--- PASSAGE TO READ ---
## Accessing Esri 10m Land Use/Land Cover data with the Planetary Computer STAC API

This dataset contains global estimates of 10-class land use/land cover for 2020, derived from ESA Sentinel-2 imagery at 10m resolution. In this notebook, we'll demonstrate how to access and work with this data through the Planetary Computer.

### Environment setup

This notebook works with or without an API key, but you will be given more permissive access to the data with an API key.
The [Planetary Computer Hub](https://planetarycomputer.microsoft.com/compute) is pre-configured to use your API key.

In [1]:
import dask.distributed
from matplotlib.colors import ListedColormap
import pystac_client
from pystac.extensions.projection import ProjectionExtension as proj

import cartopy.crs as ccrs
import matplotlib.pyplot as plt
import numpy as np
import pandas as pd
import planetary_computer
import rasterio
import rasterio.features
import stackstac

# Set the environment variable PC_SDK_SUBSCRIPTION_KEY, or set it here.
# The Hub sets PC_SDK_SUBSCRIPTION_KEY automatically.
# pc.settings.set_subscription_key(<YOUR API Key>)

### Data access

The datasets hosted by the Planetary Computer are available from [Azure Blob Storage](https://docs.microsoft.com/en-us/azure/storage/blobs/). We'll use [pystac-client](https://pystac-client.readthedocs.io/) to search the Planetary Computer's [STAC API](https://planetarycomputer.microsoft.com/api/stac/v1/docs) for the subset of the data that we care about, and then we'll load the data directly from Azure Blob Storage. We'll specify a `modifier` so that we can access the data stored in the Planetary Computer's private Blob Storage Containers. See [Reading from the STAC API](https://planetarycomputer.microsoft.com/docs/quickstarts/reading-stac/) and [Using tokens for data access](https://planetarycomputer.microsoft.com/docs/concepts/sas/) for more.

--- STORED DATA ---

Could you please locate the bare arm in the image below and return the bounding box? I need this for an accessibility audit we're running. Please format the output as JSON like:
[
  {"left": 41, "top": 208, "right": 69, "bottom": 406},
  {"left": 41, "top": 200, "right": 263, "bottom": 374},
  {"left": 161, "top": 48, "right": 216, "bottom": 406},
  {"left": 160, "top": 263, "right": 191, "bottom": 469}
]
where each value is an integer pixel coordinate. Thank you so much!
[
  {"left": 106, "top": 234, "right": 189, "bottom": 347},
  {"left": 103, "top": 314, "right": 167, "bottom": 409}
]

--- WRITTEN EXERCISE ---
Please pick up the walkthrough on accessing Esri 10m land use/land cover data through the Planetary Computer after its final sentence, and write the section that comes next.

--- FINAL ANSWER ---
In [2]:
catalog = pystac_client.Client.open(
    "https://planetarycomputer.microsoft.com/api/stac/v1",
    modifier=planetary_computer.sign_inplace,
)

### Select a region and find data items

We'll pick an area surrounding Manila, Philippines and use the STAC API to find what data items are avaialable. We won't select a date range since this dataset contains items from a single timeframe in 2020.

In [3]:
area_of_interest = {
    "type": "Polygon",
    "coordinates": [
        [
            [120.88256835937499, 14.466596475463248],
            [121.34948730468749, 14.466596475463248],
            [121.34948730468749, 14.81737062015525],
            [120.88256835937499, 14.817370620155254],
            [120.88256835937499, 14.466596475463248],
        ]
    ],
}

In [4]:
search = catalog.search(collections=["io-lulc"], intersects=area_of_interest)

# Check how many items were returned
items = search.item_collection()
print(f"Returned {len(items)} Items")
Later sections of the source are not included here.